Exercise prompt:
Each record below gets repeated exactly, and pictures stay out of the copy.

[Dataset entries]
= Beginning of Section =

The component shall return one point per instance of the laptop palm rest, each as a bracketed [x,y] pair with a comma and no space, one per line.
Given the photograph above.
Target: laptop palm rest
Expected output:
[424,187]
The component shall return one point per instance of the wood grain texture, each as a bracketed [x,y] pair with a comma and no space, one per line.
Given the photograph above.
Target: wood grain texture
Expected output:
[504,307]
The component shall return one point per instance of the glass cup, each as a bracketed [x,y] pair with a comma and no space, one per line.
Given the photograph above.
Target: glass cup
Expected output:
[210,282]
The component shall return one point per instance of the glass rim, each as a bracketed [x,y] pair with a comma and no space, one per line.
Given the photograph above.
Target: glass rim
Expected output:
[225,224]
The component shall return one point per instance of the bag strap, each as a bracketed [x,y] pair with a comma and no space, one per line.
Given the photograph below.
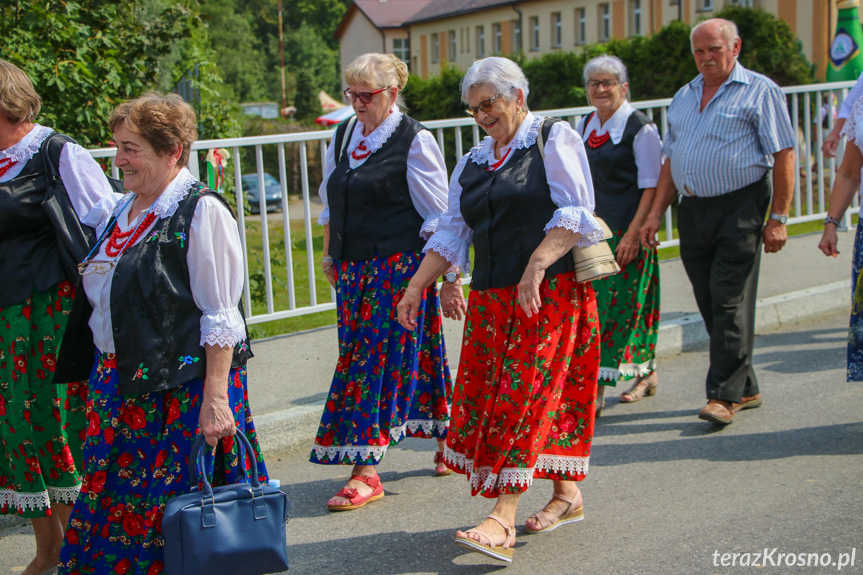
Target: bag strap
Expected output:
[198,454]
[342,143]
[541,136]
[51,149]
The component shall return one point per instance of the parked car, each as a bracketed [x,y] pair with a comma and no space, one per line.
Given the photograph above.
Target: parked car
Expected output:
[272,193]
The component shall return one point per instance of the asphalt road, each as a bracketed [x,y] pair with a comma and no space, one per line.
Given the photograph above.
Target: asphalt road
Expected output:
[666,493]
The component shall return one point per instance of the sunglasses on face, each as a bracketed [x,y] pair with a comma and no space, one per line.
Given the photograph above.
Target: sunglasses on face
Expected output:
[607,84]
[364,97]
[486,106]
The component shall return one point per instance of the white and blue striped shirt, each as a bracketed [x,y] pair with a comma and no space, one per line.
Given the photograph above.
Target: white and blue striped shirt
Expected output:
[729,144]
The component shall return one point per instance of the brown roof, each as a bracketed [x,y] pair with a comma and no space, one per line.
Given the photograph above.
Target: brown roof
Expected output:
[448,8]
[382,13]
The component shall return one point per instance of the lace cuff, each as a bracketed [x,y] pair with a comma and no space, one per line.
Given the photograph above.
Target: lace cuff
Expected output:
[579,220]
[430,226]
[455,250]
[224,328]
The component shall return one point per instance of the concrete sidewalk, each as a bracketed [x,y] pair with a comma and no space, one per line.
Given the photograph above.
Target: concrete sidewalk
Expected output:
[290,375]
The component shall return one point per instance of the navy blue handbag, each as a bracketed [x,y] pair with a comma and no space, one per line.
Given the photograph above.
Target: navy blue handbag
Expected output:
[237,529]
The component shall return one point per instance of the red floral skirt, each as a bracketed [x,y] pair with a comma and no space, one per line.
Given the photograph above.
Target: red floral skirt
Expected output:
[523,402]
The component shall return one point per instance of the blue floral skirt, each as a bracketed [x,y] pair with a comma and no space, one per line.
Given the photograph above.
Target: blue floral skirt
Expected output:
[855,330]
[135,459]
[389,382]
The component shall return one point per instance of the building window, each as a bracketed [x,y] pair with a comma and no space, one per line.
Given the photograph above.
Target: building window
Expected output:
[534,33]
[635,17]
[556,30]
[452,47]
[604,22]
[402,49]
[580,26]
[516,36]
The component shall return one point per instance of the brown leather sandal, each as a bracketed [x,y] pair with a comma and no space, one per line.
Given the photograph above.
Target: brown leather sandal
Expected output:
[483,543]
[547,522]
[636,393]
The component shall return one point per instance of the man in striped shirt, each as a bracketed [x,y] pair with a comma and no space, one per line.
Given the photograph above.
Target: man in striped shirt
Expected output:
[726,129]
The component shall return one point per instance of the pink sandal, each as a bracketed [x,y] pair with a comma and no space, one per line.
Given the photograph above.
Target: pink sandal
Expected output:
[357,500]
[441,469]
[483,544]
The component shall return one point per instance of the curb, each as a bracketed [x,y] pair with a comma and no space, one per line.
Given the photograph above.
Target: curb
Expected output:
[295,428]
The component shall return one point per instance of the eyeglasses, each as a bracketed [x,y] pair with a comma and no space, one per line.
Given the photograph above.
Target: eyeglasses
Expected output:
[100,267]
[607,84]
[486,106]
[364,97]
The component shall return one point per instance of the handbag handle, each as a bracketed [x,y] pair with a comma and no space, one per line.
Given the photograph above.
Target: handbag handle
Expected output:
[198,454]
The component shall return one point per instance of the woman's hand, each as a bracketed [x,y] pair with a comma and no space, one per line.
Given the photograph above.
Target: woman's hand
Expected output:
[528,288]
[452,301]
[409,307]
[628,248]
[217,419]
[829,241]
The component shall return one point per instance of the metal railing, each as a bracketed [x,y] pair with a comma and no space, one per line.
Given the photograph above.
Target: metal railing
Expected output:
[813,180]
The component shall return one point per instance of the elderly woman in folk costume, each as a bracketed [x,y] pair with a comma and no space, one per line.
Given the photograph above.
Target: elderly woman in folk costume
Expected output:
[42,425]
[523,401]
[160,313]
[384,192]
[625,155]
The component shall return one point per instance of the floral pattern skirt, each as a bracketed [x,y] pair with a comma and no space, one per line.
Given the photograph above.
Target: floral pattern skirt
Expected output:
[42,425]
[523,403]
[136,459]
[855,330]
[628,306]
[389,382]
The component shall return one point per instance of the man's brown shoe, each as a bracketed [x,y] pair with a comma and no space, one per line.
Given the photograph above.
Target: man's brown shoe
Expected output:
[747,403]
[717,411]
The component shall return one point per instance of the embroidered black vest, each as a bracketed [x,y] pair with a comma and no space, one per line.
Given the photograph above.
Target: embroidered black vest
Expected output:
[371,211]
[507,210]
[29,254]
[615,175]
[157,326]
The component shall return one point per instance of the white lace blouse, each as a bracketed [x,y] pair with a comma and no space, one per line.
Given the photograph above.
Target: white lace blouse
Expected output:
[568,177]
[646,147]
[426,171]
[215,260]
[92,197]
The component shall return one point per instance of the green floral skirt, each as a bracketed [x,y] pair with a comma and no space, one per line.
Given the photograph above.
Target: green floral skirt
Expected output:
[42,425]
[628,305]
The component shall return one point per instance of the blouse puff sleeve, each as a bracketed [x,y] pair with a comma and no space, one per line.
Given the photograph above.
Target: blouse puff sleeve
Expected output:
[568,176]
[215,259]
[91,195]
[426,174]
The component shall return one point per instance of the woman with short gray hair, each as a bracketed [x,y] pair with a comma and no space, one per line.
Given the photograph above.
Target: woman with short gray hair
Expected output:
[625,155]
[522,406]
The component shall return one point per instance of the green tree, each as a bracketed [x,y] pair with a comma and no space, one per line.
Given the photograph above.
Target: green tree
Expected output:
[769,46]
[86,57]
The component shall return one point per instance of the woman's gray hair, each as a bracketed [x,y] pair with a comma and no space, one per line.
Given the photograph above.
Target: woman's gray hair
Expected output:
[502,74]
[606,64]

= End of Section =

Response to this exercise:
The component shall return one point per instance of the laptop palm rest, each as a bracketed [x,y] pair with a comma and no space, one per line.
Given the photograph above.
Target: laptop palm rest
Expected output:
[424,187]
The component shall return one point per instance of the wood grain texture, each as a bracketed [x,y] pair with a comma and no space, one per line.
Given the photograph above.
Target: wood grain texture
Expected output:
[504,307]
The component shall return one point per instance of the glass cup, each as a bracketed [x,y] pair with a comma and no space, one per line.
Given the photograph above.
Target: glass cup
Expected output:
[210,282]
The component shall return one point per instance of the glass rim, each as a bracketed [x,y] pair with a comma and no space, one per line.
Given the photograph above.
Target: glass rim
Expected output:
[225,224]
The component shall return one point per instance of the bag strap, each as a bracketed [x,y] pair with a comma and no space, one per line.
Given the photograph below.
Target: bag strap
Expected output:
[198,454]
[342,143]
[541,136]
[51,149]
The component shall return one point per instance of the parked car, each as a bracketed [x,y] pair with a comma and no space, one per line.
Given the photograph above.
Target: parked car
Expected output:
[272,193]
The component shall return one point per instance of the asphalt road, each as a bracketed [x,y] pair with a comma and no space, one per line.
Given the photograph above.
Target: asphalt road
Expected output:
[666,493]
The component shall return one point per instance of the sunglasses on face, each as a bracketed [x,y] pair with a comma and no space, one per line.
Given the photograph above.
Target: sunglasses on face
Expected output:
[607,84]
[364,97]
[486,106]
The component shall return one point per instance of the white and blue striped shirt, each as a bracketed [x,y] pair with a comma and no space, one per line.
Given the photograph above.
Target: white and blue striped shirt
Expected output:
[729,144]
The component shall return one point per instance of the brown roof, each as a bracketed [x,y] pair with a comma and no space, one per line.
Given the photograph above.
Target: brown roof
Expected output:
[448,8]
[382,13]
The component shall return one point per instance of the lace cuff, each as a bracketed [x,y] pair with a comma and no space, one per line.
Given the photograph above.
Target: lace cuff
Expected output:
[579,220]
[430,226]
[455,250]
[224,328]
The component shall return one point per instance of the concrete sidewalk, each as a bracketed [x,y] pair with a comma and no space, one per line.
Given the photograph above.
Target: concrete sidewalk
Expected output:
[290,375]
The component shall return one point per instance of the navy blue handbag, each as a bracketed [x,y] pair with a comma and no space, one per line.
Given the photograph above.
Target: navy blue handbag
Expected output:
[237,529]
The component shall return one point per instance of the red floral skirt, each as a bracketed [x,y] pair with a comma and no space, one per line.
Given the photograph above.
Target: red floral skirt
Expected output:
[523,402]
The component shall return one point per instance of the blue floral skirt, each as a bracketed [x,y] pair with a comma and no space, one per line.
Given the photograph above.
Target: blue floral skirt
Expected output:
[855,330]
[135,459]
[389,382]
The component shall return one point per instance of the building window, each as a bracketed [x,y] pair with a comma and no space, one per line.
Given the photograph above.
Target: building window
Expected output:
[534,33]
[635,17]
[556,30]
[452,47]
[604,22]
[402,49]
[580,26]
[516,36]
The component shall return one point per instance of the brown leather sandal, each as a bracketed [x,y] pair with a comma and no space, one per line.
Given the photograph above.
Target: brown leather sandal
Expected output:
[483,543]
[547,522]
[636,393]
The component shall return one point per instance of the man in striped shirt, each as a bracketed [x,y] pair with a comma and no space, one per line.
Given the photograph above.
Target: man in striped shirt
Expected output:
[726,129]
The component shall return one point per instance of the pink sandal, each as a bracketed [x,y] pair with a comma and no space, one per line.
Given the photograph above.
Target: pink sandal
Expected output:
[357,500]
[441,469]
[483,544]
The component shall return one point per instance of the curb, each as a bracketed [x,y] pair with a comma and no space, one per line.
Given the photograph above.
Target: curb
Expected output:
[295,428]
The component shall return one point per instance of the eyeglasses, each as a bracketed [x,y] pair with a comma and no space, one per line.
Given the photograph above.
Target: eyeglasses
Expected output:
[100,267]
[607,84]
[486,106]
[364,97]
The component shall return one point per instance of the handbag handle, each as a bracketed [x,y] pair with a comma and no space, one per line.
Given the photograph above.
Target: handbag handle
Expected output:
[198,454]
The component shall return one point per instance of the woman's hand, each as a bracketed [x,y] pair with a comma and no space, one per line.
Given the photograph above.
Target: woman's hand
Expected output:
[528,288]
[452,301]
[409,307]
[628,248]
[217,419]
[829,241]
The component shall return one point per instance of the metal railing, each as a bracketed [x,y] pair with a comma and no space, one per line.
Given the photograph above.
Target: metal railing
Expected output:
[813,180]
The component shall return one point per instance of the elderly woman in folk costume, each as a bracketed [x,y] pair with a comma and no space, one per line.
Given the photograph above.
Target: elderly woman in folk costume
Expected output:
[42,425]
[523,401]
[160,313]
[384,192]
[625,155]
The component shall return one point per instance of the floral pattern skirt, each as a bracketed [x,y] pair with a comma and no space, one per line.
Given the photograph above.
Target: floral pattern skirt
Expected output:
[42,425]
[523,403]
[136,459]
[855,330]
[628,306]
[389,382]
The component shall return one point per instance of the man's brown shoe, each as a bracketed [x,y] pair with a comma and no space, one per line.
Given the photograph above.
Target: man's brown shoe
Expected output:
[747,403]
[717,411]
The component shall return one point per instance of the embroidered black vest, each as a bracketed [x,y] pair with a comma and no space, one per line.
Given the photograph above.
Target: embroidered black vest
Expected output:
[371,211]
[507,210]
[29,254]
[615,175]
[157,326]
The component shall return one point per instance of the white lace blouse, each as a bracketed [x,y] pair with a comma and no space, one per line.
Given the photograph above.
Target: white lace blouse
Expected output:
[568,177]
[646,147]
[426,171]
[215,260]
[92,197]
The component shall return one point per instance of the green floral skirt, each as a bracketed [x,y] pair with a comma and no space, one per line.
Given the photograph above.
Target: green floral skirt
Expected output:
[42,425]
[628,305]
The component shall return one point per instance of the blouse puff sleeve, each as a bracketed [x,y] pair with a comma and no space, one per line.
Given the photograph above.
Target: blouse puff sleeve
Expected output:
[568,176]
[215,259]
[91,195]
[426,174]
The component shall return one point per instance of the woman with short gray hair, each as a bracketed [x,y] pair with a comma and no space, one per line.
Given the photograph above.
Target: woman with short gray hair
Expected output:
[625,155]
[522,406]
The component shall return one point per instance of the green tree, each as a bracketed [x,y] pair with a comma and no space, one per line.
Given the photograph above.
Target: green tree
Expected output:
[769,46]
[86,57]
The component shall return one point per instance of the woman's gray hair, each as a bracketed [x,y] pair with a comma and no space, one per line.
Given the photograph above.
Target: woman's gray hair
Expected output:
[502,74]
[606,64]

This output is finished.